* [Written instruction] Rewrite the records below as a numbered list with one line per item, leaving out blank lines and the pictures.
########################################
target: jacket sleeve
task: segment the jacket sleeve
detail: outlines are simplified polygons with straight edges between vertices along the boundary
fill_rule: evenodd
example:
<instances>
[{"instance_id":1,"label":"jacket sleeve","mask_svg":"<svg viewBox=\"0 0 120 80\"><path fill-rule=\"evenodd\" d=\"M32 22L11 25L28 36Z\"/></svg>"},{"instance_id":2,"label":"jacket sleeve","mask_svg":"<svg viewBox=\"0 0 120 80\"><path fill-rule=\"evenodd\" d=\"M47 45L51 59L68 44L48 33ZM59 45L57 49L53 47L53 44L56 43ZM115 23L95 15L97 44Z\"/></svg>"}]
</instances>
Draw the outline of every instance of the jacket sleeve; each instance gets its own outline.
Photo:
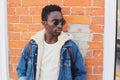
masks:
<instances>
[{"instance_id":1,"label":"jacket sleeve","mask_svg":"<svg viewBox=\"0 0 120 80\"><path fill-rule=\"evenodd\" d=\"M84 66L83 58L77 45L74 42L72 44L72 51L73 51L73 65L72 65L73 80L86 80L86 69Z\"/></svg>"},{"instance_id":2,"label":"jacket sleeve","mask_svg":"<svg viewBox=\"0 0 120 80\"><path fill-rule=\"evenodd\" d=\"M16 68L19 80L25 80L27 70L28 44L24 47L20 61Z\"/></svg>"}]
</instances>

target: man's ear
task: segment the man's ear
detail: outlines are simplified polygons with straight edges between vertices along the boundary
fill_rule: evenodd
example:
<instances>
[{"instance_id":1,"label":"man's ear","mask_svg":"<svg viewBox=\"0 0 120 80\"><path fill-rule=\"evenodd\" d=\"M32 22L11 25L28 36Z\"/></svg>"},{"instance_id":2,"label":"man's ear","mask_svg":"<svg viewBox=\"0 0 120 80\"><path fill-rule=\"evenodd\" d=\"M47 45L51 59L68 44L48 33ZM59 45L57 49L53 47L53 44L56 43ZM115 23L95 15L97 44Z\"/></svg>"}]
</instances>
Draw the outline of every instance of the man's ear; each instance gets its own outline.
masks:
<instances>
[{"instance_id":1,"label":"man's ear","mask_svg":"<svg viewBox=\"0 0 120 80\"><path fill-rule=\"evenodd\" d=\"M46 24L46 21L42 21L42 24L45 25L45 24Z\"/></svg>"}]
</instances>

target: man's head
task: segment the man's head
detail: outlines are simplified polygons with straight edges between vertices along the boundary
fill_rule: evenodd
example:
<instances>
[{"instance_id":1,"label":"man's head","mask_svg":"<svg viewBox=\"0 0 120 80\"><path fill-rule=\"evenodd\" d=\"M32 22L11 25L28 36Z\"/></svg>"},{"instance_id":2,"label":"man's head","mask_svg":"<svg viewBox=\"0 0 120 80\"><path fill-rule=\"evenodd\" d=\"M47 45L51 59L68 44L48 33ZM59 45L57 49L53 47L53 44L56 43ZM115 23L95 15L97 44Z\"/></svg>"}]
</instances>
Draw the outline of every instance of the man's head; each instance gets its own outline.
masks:
<instances>
[{"instance_id":1,"label":"man's head","mask_svg":"<svg viewBox=\"0 0 120 80\"><path fill-rule=\"evenodd\" d=\"M47 5L42 10L42 24L45 26L46 33L58 36L65 24L61 7L57 5Z\"/></svg>"}]
</instances>

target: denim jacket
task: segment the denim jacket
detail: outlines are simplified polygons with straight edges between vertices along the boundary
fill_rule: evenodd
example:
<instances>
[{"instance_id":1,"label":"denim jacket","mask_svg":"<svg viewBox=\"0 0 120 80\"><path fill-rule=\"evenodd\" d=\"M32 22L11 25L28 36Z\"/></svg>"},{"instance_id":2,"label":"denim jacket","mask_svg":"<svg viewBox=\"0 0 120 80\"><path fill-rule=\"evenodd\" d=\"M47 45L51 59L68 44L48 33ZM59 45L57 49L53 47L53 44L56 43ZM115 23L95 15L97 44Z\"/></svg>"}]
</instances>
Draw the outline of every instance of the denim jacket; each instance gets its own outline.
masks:
<instances>
[{"instance_id":1,"label":"denim jacket","mask_svg":"<svg viewBox=\"0 0 120 80\"><path fill-rule=\"evenodd\" d=\"M28 55L27 44L16 69L19 80L36 80L38 45L34 40L31 40L30 43L32 44L30 55ZM70 57L68 47L72 48L73 58ZM71 40L61 48L58 80L86 80L86 69L82 55L77 45Z\"/></svg>"}]
</instances>

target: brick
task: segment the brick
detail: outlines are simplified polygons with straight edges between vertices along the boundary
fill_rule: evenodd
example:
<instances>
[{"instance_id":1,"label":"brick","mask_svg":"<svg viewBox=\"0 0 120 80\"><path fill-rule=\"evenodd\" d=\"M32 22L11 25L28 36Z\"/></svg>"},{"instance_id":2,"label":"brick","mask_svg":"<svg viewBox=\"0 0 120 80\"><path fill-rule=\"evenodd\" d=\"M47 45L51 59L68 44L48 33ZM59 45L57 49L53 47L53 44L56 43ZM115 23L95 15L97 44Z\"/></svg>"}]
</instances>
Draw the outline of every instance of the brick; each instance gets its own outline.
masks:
########################################
* [Output]
1. target: jacket sleeve
2. task: segment the jacket sleeve
3. detail: outlines are simplified polygons with straight edges between vertices along the boundary
4. fill_rule: evenodd
5. example:
6. <instances>
7. [{"instance_id":1,"label":"jacket sleeve","mask_svg":"<svg viewBox=\"0 0 120 80\"><path fill-rule=\"evenodd\" d=\"M32 22L11 25L28 36Z\"/></svg>"},{"instance_id":2,"label":"jacket sleeve","mask_svg":"<svg viewBox=\"0 0 120 80\"><path fill-rule=\"evenodd\" d=\"M47 45L51 59L68 44L48 33ZM59 45L57 49L53 47L53 44L56 43ZM115 23L95 15L97 44Z\"/></svg>"}]
8. </instances>
9. Draw the outline of every instance of the jacket sleeve; each instance gets its own outline.
10. Photo:
11. masks:
12. <instances>
13. [{"instance_id":1,"label":"jacket sleeve","mask_svg":"<svg viewBox=\"0 0 120 80\"><path fill-rule=\"evenodd\" d=\"M84 66L83 58L77 45L74 42L72 44L72 51L73 51L73 65L72 65L73 80L86 80L86 69Z\"/></svg>"},{"instance_id":2,"label":"jacket sleeve","mask_svg":"<svg viewBox=\"0 0 120 80\"><path fill-rule=\"evenodd\" d=\"M16 68L19 80L25 80L27 70L28 44L24 47L20 61Z\"/></svg>"}]
14. </instances>
15. target: man's ear
16. task: segment the man's ear
17. detail: outlines are simplified polygons with straight edges between vertices along the boundary
18. fill_rule: evenodd
19. example:
20. <instances>
21. [{"instance_id":1,"label":"man's ear","mask_svg":"<svg viewBox=\"0 0 120 80\"><path fill-rule=\"evenodd\" d=\"M32 22L11 25L28 36Z\"/></svg>"},{"instance_id":2,"label":"man's ear","mask_svg":"<svg viewBox=\"0 0 120 80\"><path fill-rule=\"evenodd\" d=\"M47 45L51 59L68 44L48 33ZM59 45L57 49L53 47L53 44L56 43ZM115 23L95 15L97 44Z\"/></svg>"}]
22. </instances>
23. Draw the outline of every instance of the man's ear; each instance gets its own outline.
24. masks:
25. <instances>
26. [{"instance_id":1,"label":"man's ear","mask_svg":"<svg viewBox=\"0 0 120 80\"><path fill-rule=\"evenodd\" d=\"M46 24L46 21L42 21L42 24L45 25L45 24Z\"/></svg>"}]
27. </instances>
28. target: man's head
29. task: segment the man's head
30. detail: outlines are simplified polygons with straight edges between vertices along the boundary
31. fill_rule: evenodd
32. example:
33. <instances>
34. [{"instance_id":1,"label":"man's head","mask_svg":"<svg viewBox=\"0 0 120 80\"><path fill-rule=\"evenodd\" d=\"M32 22L11 25L28 36Z\"/></svg>"},{"instance_id":2,"label":"man's head","mask_svg":"<svg viewBox=\"0 0 120 80\"><path fill-rule=\"evenodd\" d=\"M47 45L51 59L68 44L48 33ZM59 45L57 49L53 47L53 44L56 43ZM115 23L95 15L97 44Z\"/></svg>"}]
35. </instances>
36. Draw the outline of every instance of the man's head; each instance gets its own outline.
37. masks:
38. <instances>
39. [{"instance_id":1,"label":"man's head","mask_svg":"<svg viewBox=\"0 0 120 80\"><path fill-rule=\"evenodd\" d=\"M47 5L42 10L42 24L45 26L46 33L58 36L65 24L61 7L57 5Z\"/></svg>"}]
40. </instances>
41. target: denim jacket
42. task: segment the denim jacket
43. detail: outlines are simplified polygons with straight edges between vertices along the boundary
44. fill_rule: evenodd
45. example:
46. <instances>
47. [{"instance_id":1,"label":"denim jacket","mask_svg":"<svg viewBox=\"0 0 120 80\"><path fill-rule=\"evenodd\" d=\"M32 22L11 25L28 36Z\"/></svg>"},{"instance_id":2,"label":"denim jacket","mask_svg":"<svg viewBox=\"0 0 120 80\"><path fill-rule=\"evenodd\" d=\"M47 45L51 59L68 44L48 33ZM59 45L57 49L53 47L53 44L56 43ZM115 23L95 15L97 44Z\"/></svg>"}]
48. </instances>
49. Draw the outline of every instance of the denim jacket; each instance gets its own outline.
50. masks:
51. <instances>
52. [{"instance_id":1,"label":"denim jacket","mask_svg":"<svg viewBox=\"0 0 120 80\"><path fill-rule=\"evenodd\" d=\"M28 55L27 44L16 69L19 80L36 80L38 45L34 40L31 40L30 43L32 44L30 55ZM70 57L68 47L72 48L73 58ZM71 40L61 48L58 80L86 80L86 69L82 55L77 45Z\"/></svg>"}]
53. </instances>
54. target: brick
55. task: segment the brick
56. detail: outlines are simplified polygons with straight edges between vertices along the boundary
57. fill_rule: evenodd
58. example:
59. <instances>
60. [{"instance_id":1,"label":"brick","mask_svg":"<svg viewBox=\"0 0 120 80\"><path fill-rule=\"evenodd\" d=\"M32 22L11 25L28 36Z\"/></svg>"},{"instance_id":2,"label":"brick","mask_svg":"<svg viewBox=\"0 0 120 80\"><path fill-rule=\"evenodd\" d=\"M47 45L51 59L68 44L48 33ZM59 45L57 49L53 47L53 44L56 43ZM115 23L95 15L97 44Z\"/></svg>"}]
61. </instances>
62. Draw the outline of every instance of the brick; each instance gets its own outline.
63. masks:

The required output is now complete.